EX-10.12 9 tm2124386d7_ex10-12.htm EXHIBIT 10.12

Exhibit 10.12

 

 

July 24, 2021

 

Matt Roberts

 

Employment Offer – Chief Executive Officer

 

Dear Matt,

 

Previously, you and Vacasa LLC (the “Company”) entered into an offer letter agreement dated June 12, 2020 (the “Prior Letter”) that set forth certain terms of your employment as Chief Executive Officer of the Company. This letter outlines the updated terms of your employment with the Company and amends and supersedes your Prior Letter.

 

Title and Term: You will continue to be employed as Chief Executive Officer of Vacasa LLC, reporting to the Vacasa Holdings LLC Board of Managers (the “Board”). Your employment hereunder will continue until either the Company or you provide thirty (30) days written notice (the “Notice Period”) to the other to terminate the employment relationship or, if sooner, until your death or termination due to your total and permanent disability as defined in Section 22(e)(3) of the Internal Revenue Code of 1986, as amended.

 

Location of Position: Your position is primarily located in Portland, Oregon. The Company understands that you will remain a resident of California, and, following the COVID -19 pandemic when the Portland office is again open for business, you will travel to Portland on a weekly or biweekly basis as necessary to perform your duties and responsibilities as Chief Executive Officer. The Company will pay or otherwise reimburse you for reasonable costs for flights to and from the Bay Area and Portland. You will be provided Company accommodations and the Company will reimburse you for standard living expenses for the time spent in Portland in the performance of your duties and responsibilities hereunder. All reimbursement requests made pursuant to this section are subject to the Company’s reimbursement policy, including appropriate substantiation for any such requests. To the extent deemed taxable to you, all payments and reimbursements pursuant to this section will be grossed up for applicable taxes using such methodology as is reasonably and in good faith determined by the Company.

 

At-Will Employment: The Company is an at-will employer. This means that you may terminate your employment with the Company at any time and for any reason whatsoever, with or without cause or advance notice other than the Notice Period. Likewise, the Company may terminate your employment at any time and for any reason whatsoever, with or without cause or advance notice other than the Notice Period. The at-will employment relationship cannot be changed except in a writing signed by the person or persons specified in the paragraph below titled “Additional Provisions.” Upon termination, you will be paid any earned but unpaid compensation for which you are eligible.

**Raw data:**
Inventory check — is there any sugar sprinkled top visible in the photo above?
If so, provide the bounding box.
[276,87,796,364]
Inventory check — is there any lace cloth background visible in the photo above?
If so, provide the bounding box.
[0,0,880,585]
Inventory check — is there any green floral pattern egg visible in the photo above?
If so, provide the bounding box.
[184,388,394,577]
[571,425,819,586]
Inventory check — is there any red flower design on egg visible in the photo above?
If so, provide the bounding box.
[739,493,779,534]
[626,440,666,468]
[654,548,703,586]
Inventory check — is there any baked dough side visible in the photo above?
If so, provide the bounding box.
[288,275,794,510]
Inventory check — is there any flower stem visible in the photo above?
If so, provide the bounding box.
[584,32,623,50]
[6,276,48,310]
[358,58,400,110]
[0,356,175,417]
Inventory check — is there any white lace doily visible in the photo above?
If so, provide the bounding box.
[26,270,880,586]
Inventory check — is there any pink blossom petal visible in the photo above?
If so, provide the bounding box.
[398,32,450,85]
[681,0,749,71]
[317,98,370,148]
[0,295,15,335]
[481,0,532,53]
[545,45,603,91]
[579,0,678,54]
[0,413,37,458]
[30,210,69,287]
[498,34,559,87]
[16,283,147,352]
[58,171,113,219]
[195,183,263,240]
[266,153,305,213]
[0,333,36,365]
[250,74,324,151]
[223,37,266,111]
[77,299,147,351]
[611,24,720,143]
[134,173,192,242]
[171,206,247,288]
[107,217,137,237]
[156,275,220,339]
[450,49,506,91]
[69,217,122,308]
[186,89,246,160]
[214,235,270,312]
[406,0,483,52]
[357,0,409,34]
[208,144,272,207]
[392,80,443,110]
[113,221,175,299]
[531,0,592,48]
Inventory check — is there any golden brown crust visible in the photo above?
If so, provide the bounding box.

**Things to do:**
[a] Answer each question about the offer letter on its own line, marked as shown.
(i) On what date was the Prior Letter dated?
(ii) How many days of written notice make up the Notice Period?
(iii) In which state will Matt Roberts remain a resident?
[b] Summarize the offer letter in two sentences.

**Answer section:**
[a]
(i) June 12, 2020
(ii) Thirty (30) days
(iii) California

[b] The offer letter updates Matt Roberts's employment terms as Chief Executive Officer of Vacasa LLC and supersedes a prior letter from June 12, 2020; he reports to the Vacasa Holdings LLC Board of Managers, and either side may end the at-will employment with thirty days' written notice. His position is primarily located in Portland, Oregon, and while he remains a California resident, the Company will cover his flights, accommodations, and standard living expenses for time spent in Portland.